◆ **What is asked**: Copy the data below word for word, omitting the pictures from your copy.

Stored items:
◆ ◆ ◆ ◆

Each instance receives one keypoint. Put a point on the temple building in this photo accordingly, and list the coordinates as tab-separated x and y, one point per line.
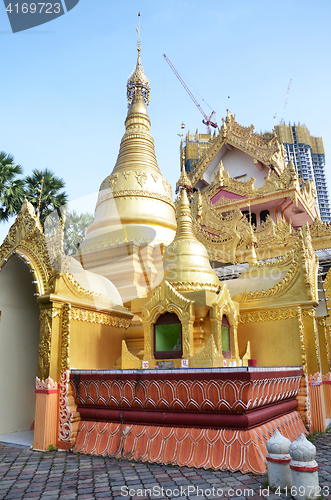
308	156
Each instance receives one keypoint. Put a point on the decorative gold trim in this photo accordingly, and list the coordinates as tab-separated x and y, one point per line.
128	360
45	336
135	193
268	152
302	340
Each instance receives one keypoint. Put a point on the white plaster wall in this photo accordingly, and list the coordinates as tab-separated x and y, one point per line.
19	337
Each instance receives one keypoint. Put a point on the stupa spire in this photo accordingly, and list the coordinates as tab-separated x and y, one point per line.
138	84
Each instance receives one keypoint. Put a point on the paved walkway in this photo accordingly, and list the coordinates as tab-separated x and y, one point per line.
27	474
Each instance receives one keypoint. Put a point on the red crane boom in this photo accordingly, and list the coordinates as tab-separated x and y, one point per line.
207	120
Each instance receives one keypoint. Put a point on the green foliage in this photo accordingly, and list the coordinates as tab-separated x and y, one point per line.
51	191
74	230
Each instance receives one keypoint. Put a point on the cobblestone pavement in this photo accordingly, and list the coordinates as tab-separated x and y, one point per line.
27	474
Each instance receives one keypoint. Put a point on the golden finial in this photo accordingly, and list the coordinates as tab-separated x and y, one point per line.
138	84
40	195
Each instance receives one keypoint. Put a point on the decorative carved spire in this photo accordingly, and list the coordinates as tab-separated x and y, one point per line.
138	84
185	262
183	181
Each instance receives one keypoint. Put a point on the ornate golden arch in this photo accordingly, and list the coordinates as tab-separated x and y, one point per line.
26	240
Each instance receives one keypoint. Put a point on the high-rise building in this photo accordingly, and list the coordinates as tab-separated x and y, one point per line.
309	160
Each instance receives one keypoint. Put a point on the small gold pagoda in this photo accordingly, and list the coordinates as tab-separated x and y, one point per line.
135	214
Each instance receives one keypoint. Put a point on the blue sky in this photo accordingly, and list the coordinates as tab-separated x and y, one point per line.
64	83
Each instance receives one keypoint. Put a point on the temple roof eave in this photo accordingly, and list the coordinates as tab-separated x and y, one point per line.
219	141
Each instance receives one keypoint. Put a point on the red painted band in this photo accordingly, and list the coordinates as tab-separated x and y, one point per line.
279	460
46	391
232	420
304	469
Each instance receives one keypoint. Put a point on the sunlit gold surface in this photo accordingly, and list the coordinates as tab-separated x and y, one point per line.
135	194
186	262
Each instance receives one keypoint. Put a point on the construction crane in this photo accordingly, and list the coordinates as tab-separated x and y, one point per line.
285	102
207	119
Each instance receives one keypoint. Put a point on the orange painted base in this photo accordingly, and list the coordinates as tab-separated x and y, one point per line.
221	449
46	420
327	393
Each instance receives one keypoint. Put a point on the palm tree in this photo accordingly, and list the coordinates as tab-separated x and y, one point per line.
46	193
11	188
74	230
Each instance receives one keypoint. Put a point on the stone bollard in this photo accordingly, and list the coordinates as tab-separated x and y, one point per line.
278	458
304	470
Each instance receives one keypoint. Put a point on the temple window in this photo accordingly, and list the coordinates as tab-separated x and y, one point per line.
263	215
226	339
168	337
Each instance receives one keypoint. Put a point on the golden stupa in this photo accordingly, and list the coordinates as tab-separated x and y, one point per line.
135	214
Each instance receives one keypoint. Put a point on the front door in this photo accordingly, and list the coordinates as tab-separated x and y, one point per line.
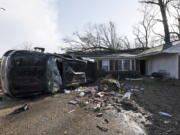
142	67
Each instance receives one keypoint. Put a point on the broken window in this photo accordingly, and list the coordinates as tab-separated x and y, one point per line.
126	65
105	65
120	68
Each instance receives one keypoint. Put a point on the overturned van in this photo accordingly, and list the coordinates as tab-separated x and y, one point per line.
31	72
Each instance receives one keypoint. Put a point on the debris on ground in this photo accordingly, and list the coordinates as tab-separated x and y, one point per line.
165	114
1	98
82	94
23	108
127	95
102	128
71	111
134	79
99	115
73	102
67	91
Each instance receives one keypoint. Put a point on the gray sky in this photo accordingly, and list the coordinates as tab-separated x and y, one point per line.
46	22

◆ ◆ ◆ ◆

◆ **Result for this exercise**:
Each instance receives one keypoint. Put a point on the temple building in this photo accordingly, and list the coordinates as tab-separated x and y, one point per line.
308	156
Each instance receives one keypoint. Put a point on the decorative gold trim in this photo accordingly, and list the coordinates as tab-separated x and y, one point per line.
128	360
45	336
135	193
268	152
302	340
Each instance receives one keypoint. Put a point on the white plaster wall in this photo accordingly, and list the coordinates as tab-separated x and y, one point per line.
19	337
Each instance receives one keypoint. Put a point on the stupa spire in this photo accordingly, and list the coordinates as tab-separated x and y, one point per line.
138	84
Each instance receives one keypoint. Put a point on the paved walkway in this photo accordingly, and list the coordinates as tab-separated x and y, one point per line.
27	474
Each instance receives one keypoint. Put a point on the red crane boom in this photo accordingly, and list the coordinates as tab-separated x and y, one point per line.
207	120
Each instance receives one keypoint. Put a point on the green foliage in this photo accordingly, and list the coordinates as tab-separated x and y, one point per line.
51	191
74	230
Each instance receives one keypoint. Put a point on the cobblestone pavement in this photo accordingly, and list the coordinates as tab-separated x and y, one point per line.
27	474
Each instance receives one keypoint. Put a point on the golden finial in this photo accordingly, and list the coordinates as tab-separated x and y, one point per line.
138	84
40	195
Each instance receives one keypoint. Put a point on the decorative carved spire in this photo accordingly, and list the coordinates as tab-separated x and y, one point per line.
138	84
185	262
183	181
Each instance receives one keypoint. Put a point on the ornate golden arch in this photo accordingly, and list the coordinates as tab-separated x and y, one point per line.
26	240
Each instance receives one keypoint. Put a point on the high-rise building in this photo accordingly, and list the coordinates as tab-separated x and y, one point per line.
309	160
Each instance receives one keypoint. Put a point on the small gold pagoda in this photo accordingly, and list the coordinates as tab-separated x and y, one point per line.
135	214
Each instance receives one keypoint. Put a point on the blue sky in this photo accordingly, and list the coordinates as tab-separated x and y, one point per line.
64	83
Each instance receives one keypoint. Put a point on the temple roof eave in this photo accordingly, and list the coordinates as tab-separated x and y, one point per line.
219	141
Each instance receives one keypoint. Put a point on the red painted band in this photo accordingly, and list the coordinates as tab-separated x and y, one point per line.
279	460
46	391
232	420
304	469
Each instance receives one keypoint. Put a point on the sunlit gold surface in this photo accordingly, and list the coordinates as tab-separated x and y, one point per line.
135	194
186	262
Each instance receives one keypoint. Put a point on the construction crane in this photo accordingly, and list the coordinates as tab-separated x and y, one point per line.
285	102
207	119
Each instance receives one keypoint. Put a point on the orange painted base in this photo accordingly, and list the coordinates as tab-separated x and y, one point per line.
221	449
46	420
327	393
Each instance receives one keypoint. Put a point on the palm tree in this photo accordingly, and list the coordinates as tab-separated x and y, one point per line.
46	193
11	188
74	230
Each instance receives one keypoint. Put a point on the stone bollard in this photo accordingly, and list the coordinates as tab-separated x and y, one point per line.
278	458
304	470
Each instance receives one keypoint. Put a point on the temple window in this photo accordingly, and list the coordinates as tab-separated x and y, one point per line.
263	215
226	339
168	337
Each instance receives one keypoint. Put a point on the golden stupa in this photo accordingly, and list the coordinates as tab-separated x and y, one point per line.
135	214
Each instance receives one keypoint. Put a point on the front door in this photo accordingly, and list the coordinates as tab-separated x and y, one point per line.
142	67
Each instance receives one keypoint. Put a point on the broken window in this photo accordingly, and list the coordinates as tab-separated x and y, one point per line.
126	65
105	65
120	68
Each instance receives one keypoint. Put a point on the overturned van in this photo accordingly, and list the coordinates as tab-separated x and y, one point per line.
31	72
Each instance receives one keypoint. Put a point on the debris on ground in this photo accordingly, and list the coordinates as tab-separated x and y, one point per line.
165	114
1	98
82	94
23	108
127	95
102	128
71	111
134	79
99	115
73	102
67	91
Each instance receives one keypoint. Put a point on the gray sky in this photo accordingly, and list the coordinates as tab-separated x and y, one point per line.
46	22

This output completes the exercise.